Residue-specific side-chain packing determines the backbone dynamics of transmembrane model helices.

The transmembrane domains (TMDs) of membrane-fusogenic proteins contain an overabundance of β-branched residues. In a previous effort to systematically study the relation among valine content, fusogenicity, and helix dynamics, we developed model TMDs that we termed LV-peptides. The content and position of valine in LV-peptides determine their fusogenicity and backbone dynamics, as shown experimentally. Here, we analyze their conformational dynamics and the underlying molecular forces using molecular-dynamics simulations. Our study reveals that backbone dynamics is correlated with the efficiency of side-chain to side-chain van der Waals packing between consecutive turns of the helix. Leu side chains rapidly interconvert between two rotameric states, thus favoring contacts to its i±3 and i±4 neighbors. Stereochemical restraints acting on valine side chains in the α-helix force both β-substituents into an orientation where i,i±3 interactions are less favorable than i,i±4 interactions, thus inducing a local packing deficiency at VV3 motifs. We provide a quantitative molecular model to explain the relationship among chain connectivity, side-chain mobility, and backbone flexibility. We expect that this mechanism also defines the backbone flexibility of natural TMDs.

MATERIAL PROVIDED ->
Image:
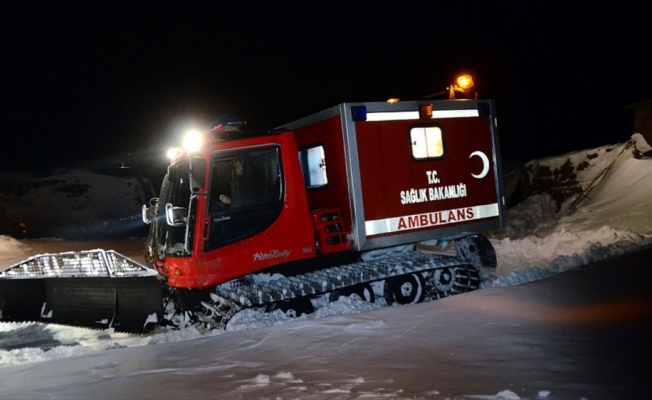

EXERCISE REQUIREMENTS -> In the abstract on transmembrane model helices, which neighbors do Leu side chains favor contacts with by rapidly switching between two rotameric states?

SOLVED EXERCISE -> Their i±3 and i±4 neighbors.